#### [TASK DETAILS]
Arrange the lines below as a numbered list, skipping any blank lines. Leave the pictures out of your answer.

#### [DATA SUPPLIED]
::::::::

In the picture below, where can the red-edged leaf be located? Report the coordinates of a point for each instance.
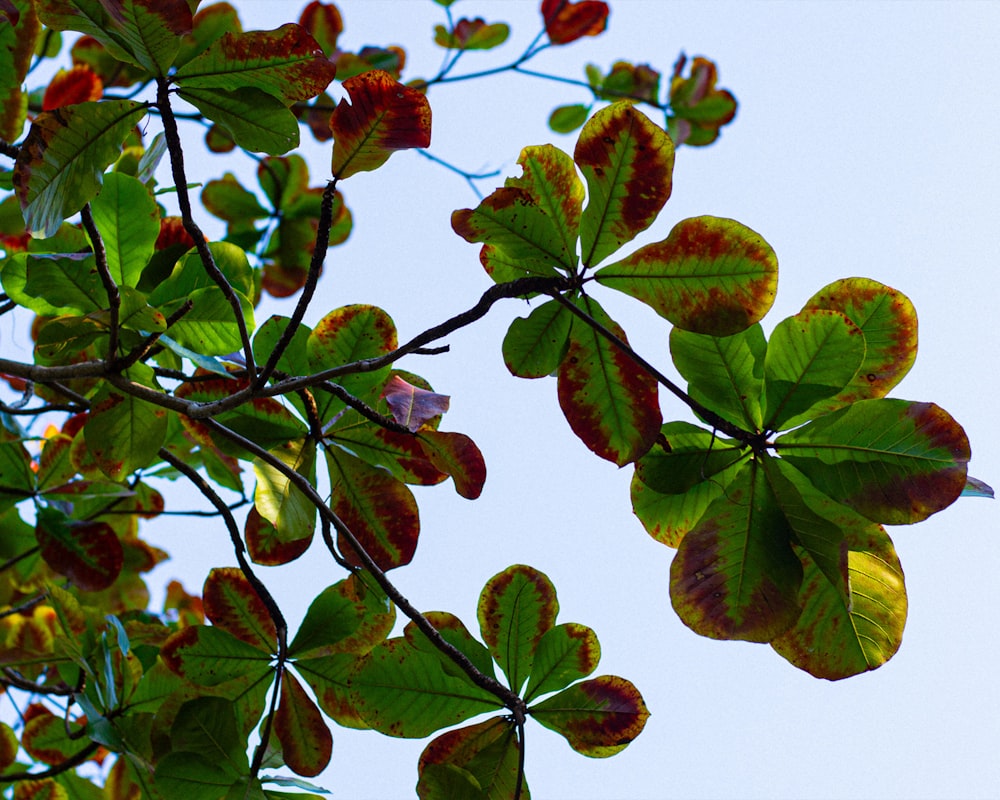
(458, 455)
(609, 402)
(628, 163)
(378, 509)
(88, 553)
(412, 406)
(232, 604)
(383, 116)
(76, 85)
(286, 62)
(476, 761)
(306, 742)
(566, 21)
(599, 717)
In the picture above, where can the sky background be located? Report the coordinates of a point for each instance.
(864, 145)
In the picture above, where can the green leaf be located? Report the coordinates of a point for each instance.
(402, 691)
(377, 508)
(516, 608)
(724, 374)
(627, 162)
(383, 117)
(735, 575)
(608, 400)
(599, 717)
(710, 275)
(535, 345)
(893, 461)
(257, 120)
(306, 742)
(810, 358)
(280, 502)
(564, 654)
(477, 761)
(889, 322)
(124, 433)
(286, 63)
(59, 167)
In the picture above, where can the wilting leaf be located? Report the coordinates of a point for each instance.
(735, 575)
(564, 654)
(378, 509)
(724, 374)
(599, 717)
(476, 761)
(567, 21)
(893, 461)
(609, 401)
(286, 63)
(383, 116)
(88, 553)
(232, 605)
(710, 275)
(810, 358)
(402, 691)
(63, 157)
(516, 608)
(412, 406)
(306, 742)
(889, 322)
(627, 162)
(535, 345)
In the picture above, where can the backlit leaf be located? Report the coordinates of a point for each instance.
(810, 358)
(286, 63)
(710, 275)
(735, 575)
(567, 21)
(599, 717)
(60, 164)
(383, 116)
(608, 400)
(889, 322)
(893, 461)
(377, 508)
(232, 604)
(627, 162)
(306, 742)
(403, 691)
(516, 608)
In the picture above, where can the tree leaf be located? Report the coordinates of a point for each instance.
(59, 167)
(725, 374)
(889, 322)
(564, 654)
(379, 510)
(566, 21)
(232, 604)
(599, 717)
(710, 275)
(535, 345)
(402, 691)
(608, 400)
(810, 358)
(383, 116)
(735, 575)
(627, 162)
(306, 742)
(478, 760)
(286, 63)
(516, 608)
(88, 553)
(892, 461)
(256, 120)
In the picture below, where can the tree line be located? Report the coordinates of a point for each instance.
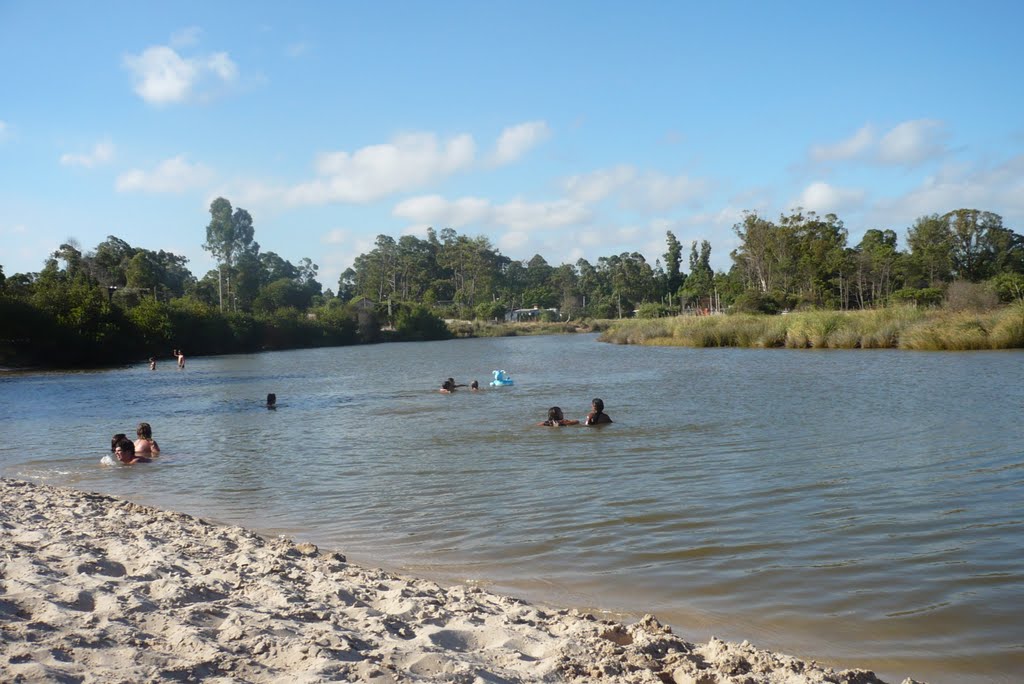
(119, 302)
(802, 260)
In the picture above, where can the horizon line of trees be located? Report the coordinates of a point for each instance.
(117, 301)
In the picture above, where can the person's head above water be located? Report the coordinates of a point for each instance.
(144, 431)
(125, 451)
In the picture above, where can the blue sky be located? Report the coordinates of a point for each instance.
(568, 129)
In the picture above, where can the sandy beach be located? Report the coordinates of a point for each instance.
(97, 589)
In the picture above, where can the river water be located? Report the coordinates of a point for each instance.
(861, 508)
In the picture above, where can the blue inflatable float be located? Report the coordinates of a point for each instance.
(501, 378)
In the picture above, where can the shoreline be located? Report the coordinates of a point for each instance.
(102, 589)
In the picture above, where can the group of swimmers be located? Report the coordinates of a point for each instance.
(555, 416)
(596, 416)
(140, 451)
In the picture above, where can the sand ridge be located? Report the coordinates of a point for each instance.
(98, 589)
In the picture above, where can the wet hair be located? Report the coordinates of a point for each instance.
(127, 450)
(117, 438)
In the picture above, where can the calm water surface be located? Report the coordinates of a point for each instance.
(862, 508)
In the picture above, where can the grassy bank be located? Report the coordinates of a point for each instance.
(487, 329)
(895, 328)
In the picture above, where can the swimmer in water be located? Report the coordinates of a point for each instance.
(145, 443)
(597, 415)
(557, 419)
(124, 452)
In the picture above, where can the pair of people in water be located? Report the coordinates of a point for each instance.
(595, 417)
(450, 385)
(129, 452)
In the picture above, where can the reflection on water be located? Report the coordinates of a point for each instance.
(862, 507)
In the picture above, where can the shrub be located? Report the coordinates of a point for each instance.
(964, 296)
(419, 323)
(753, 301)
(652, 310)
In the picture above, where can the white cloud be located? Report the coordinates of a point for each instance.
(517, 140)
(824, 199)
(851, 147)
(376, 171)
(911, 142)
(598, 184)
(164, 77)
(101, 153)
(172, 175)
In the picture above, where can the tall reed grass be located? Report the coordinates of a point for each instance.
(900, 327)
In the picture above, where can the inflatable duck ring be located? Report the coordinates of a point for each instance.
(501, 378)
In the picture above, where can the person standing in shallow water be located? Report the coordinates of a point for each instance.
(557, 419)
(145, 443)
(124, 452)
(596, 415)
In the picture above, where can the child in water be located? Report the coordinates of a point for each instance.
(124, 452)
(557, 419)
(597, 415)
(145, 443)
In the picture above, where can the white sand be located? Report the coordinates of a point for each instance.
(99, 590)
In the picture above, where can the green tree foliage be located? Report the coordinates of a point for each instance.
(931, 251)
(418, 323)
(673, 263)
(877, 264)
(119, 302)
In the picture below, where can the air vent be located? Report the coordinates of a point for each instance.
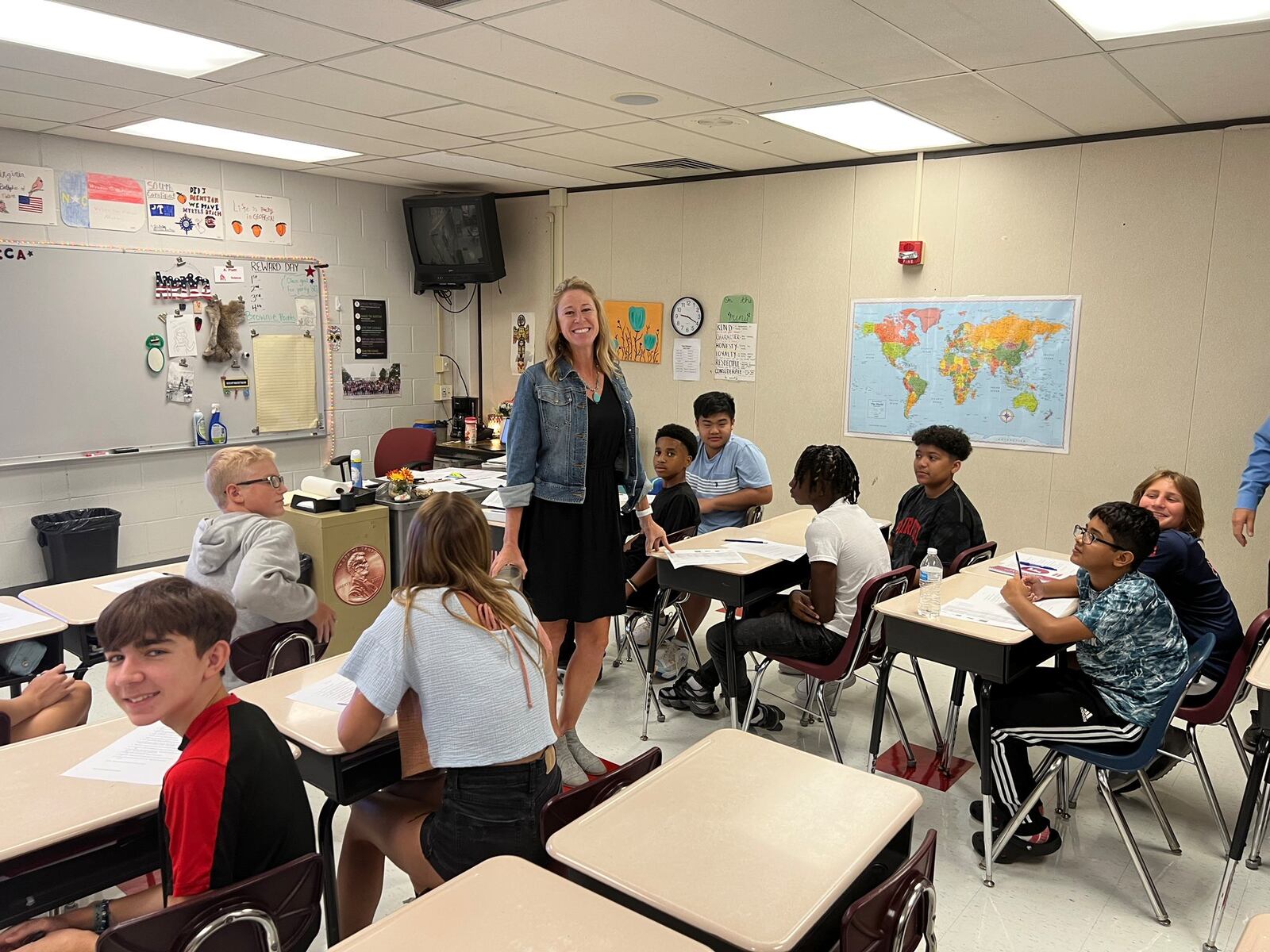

::::::::

#### [TASK OUTPUT]
1. In the picture below, where can the red-edged leaf be located? Report the coordinates of a point for each instance.
2. (458, 455)
3. (609, 402)
4. (628, 163)
5. (378, 509)
6. (88, 553)
7. (412, 406)
8. (232, 604)
9. (383, 116)
10. (76, 85)
11. (286, 62)
12. (476, 761)
13. (306, 742)
14. (566, 21)
15. (599, 717)
16. In the picture above, where can the sky background be located? Report the coordinates of a point for each instance.
17. (864, 145)
18. In the picture above, where can the green leaf be located? Report the coordinates of a point for each instance.
19. (402, 691)
20. (377, 508)
21. (516, 608)
22. (724, 374)
23. (627, 162)
24. (383, 117)
25. (735, 575)
26. (608, 400)
27. (599, 717)
28. (710, 275)
29. (535, 345)
30. (893, 461)
31. (257, 120)
32. (306, 742)
33. (810, 358)
34. (280, 502)
35. (564, 654)
36. (477, 761)
37. (889, 322)
38. (124, 433)
39. (286, 63)
40. (59, 167)
41. In the picture above, where can the wilting leaf be located? Report the coordinates of a point for each instance.
42. (735, 575)
43. (564, 654)
44. (378, 509)
45. (724, 374)
46. (599, 717)
47. (476, 761)
48. (567, 21)
49. (893, 461)
50. (609, 401)
51. (286, 63)
52. (383, 116)
53. (88, 553)
54. (232, 605)
55. (710, 275)
56. (810, 358)
57. (402, 691)
58. (63, 157)
59. (516, 608)
60. (412, 406)
61. (306, 742)
62. (889, 322)
63. (627, 162)
64. (535, 345)
65. In the picture above, where can the backlit leaf be located? Report the coordinates of a point for each instance.
66. (810, 358)
67. (286, 63)
68. (710, 275)
69. (735, 575)
70. (567, 21)
71. (599, 717)
72. (60, 164)
73. (383, 116)
74. (608, 400)
75. (889, 322)
76. (893, 461)
77. (377, 508)
78. (232, 604)
79. (627, 162)
80. (306, 742)
81. (403, 691)
82. (516, 608)
83. In the picture above, where can the tree leaf be located? Report the coordinates of a point for each instance.
84. (59, 167)
85. (725, 374)
86. (889, 322)
87. (564, 654)
88. (379, 510)
89. (566, 21)
90. (232, 604)
91. (599, 717)
92. (710, 275)
93. (535, 345)
94. (402, 691)
95. (608, 400)
96. (810, 358)
97. (383, 116)
98. (735, 575)
99. (627, 162)
100. (306, 742)
101. (478, 760)
102. (286, 63)
103. (516, 608)
104. (88, 553)
105. (892, 461)
106. (256, 120)
107. In the picture below, where can the tree line be located? Report the coordinates of a point for each instance.
108. (119, 302)
109. (802, 260)
110. In the picture above, where can the horizon line of trees be located? Report the coordinates of a point for each instance.
111. (117, 301)
112. In the picture above, where can the person's head above water be located? Report the coordinates of a point for each instance.
113. (144, 431)
114. (125, 451)
115. In the picture above, where can the blue sky be located? Report the coordinates of a point for each instance.
116. (568, 129)
117. In the picture above, where can the sandy beach be located? Report the coordinates of a point for each instance.
118. (97, 589)
119. In the picture above, where can the river water be located? Report the coordinates of a point for each instance.
120. (861, 508)
121. In the picture above, where can the blue inflatable float be located? Report the coordinates of a point for each instance.
122. (501, 378)
123. In the picture above, where can the shoreline be located? Report the coordinates of a point for each instance.
124. (102, 589)
125. In the picture above, where can the group of swimmers be located? Report the coordinates of a point for each instance.
126. (555, 416)
127. (596, 416)
128. (140, 451)
129. In the picture above, where can the sand ridge be located? Report the coordinates of a point for each instance.
130. (98, 589)
131. In the picture above, where can the wet hair be located? Report the coordinates of a point for each instance.
132. (127, 450)
133. (117, 438)
134. In the picture above, where can the calm water surface be located? Report the coordinates of a point for each instance.
135. (862, 508)
136. In the picture above, where can the grassy bank be located? Report the coordinates of a point for each instance.
137. (487, 329)
138. (895, 328)
139. In the picture above, where can the swimmer in water be located? Report the coordinates of a point for each instance.
140. (145, 443)
141. (597, 415)
142. (557, 419)
143. (124, 452)
144. In the picture above, where can the pair of people in water be located? Report the coordinates of a point for each instance.
145. (595, 417)
146. (450, 385)
147. (129, 452)
148. In the picture above, where can the reflection on water be located? Report the coordinates of a point for each instance.
149. (862, 507)
150. In the picture above, where can the shrub be located? Report the coordinates of a point for each instance.
151. (964, 296)
152. (419, 323)
153. (753, 301)
154. (652, 310)
155. In the picture above, where can the white cloud be located? Report the coordinates of a point for each instance.
156. (517, 140)
157. (824, 199)
158. (851, 147)
159. (376, 171)
160. (911, 142)
161. (598, 184)
162. (164, 77)
163. (101, 153)
164. (172, 175)
165. In the picture above, where can the tall reed grass be located? Report the coordinates of a point for each instance.
166. (900, 327)
167. In the picture above, where can the inflatable duck ring be located? Report the coordinates of a point for each instance.
168. (501, 378)
169. In the picture above, where can the person standing in shallow water be located? Report the coordinates of a point for each instance.
170. (557, 419)
171. (145, 443)
172. (124, 452)
173. (596, 415)
174. In the picture above, where can the child in water be located? Report the coordinates of a point for each instance.
175. (124, 452)
176. (557, 419)
177. (597, 415)
178. (145, 443)
179. In the picture above, where can the white sand be located? Report the coordinates of a point for each instance.
180. (99, 590)
181. In the picture above, where can the green tree foliage be located? Report the coordinates of a point for each instance.
182. (931, 251)
183. (418, 323)
184. (673, 263)
185. (877, 264)
186. (119, 302)
187. In the picture below, where can the air vent be located? Report the coordinates of a point for each instance.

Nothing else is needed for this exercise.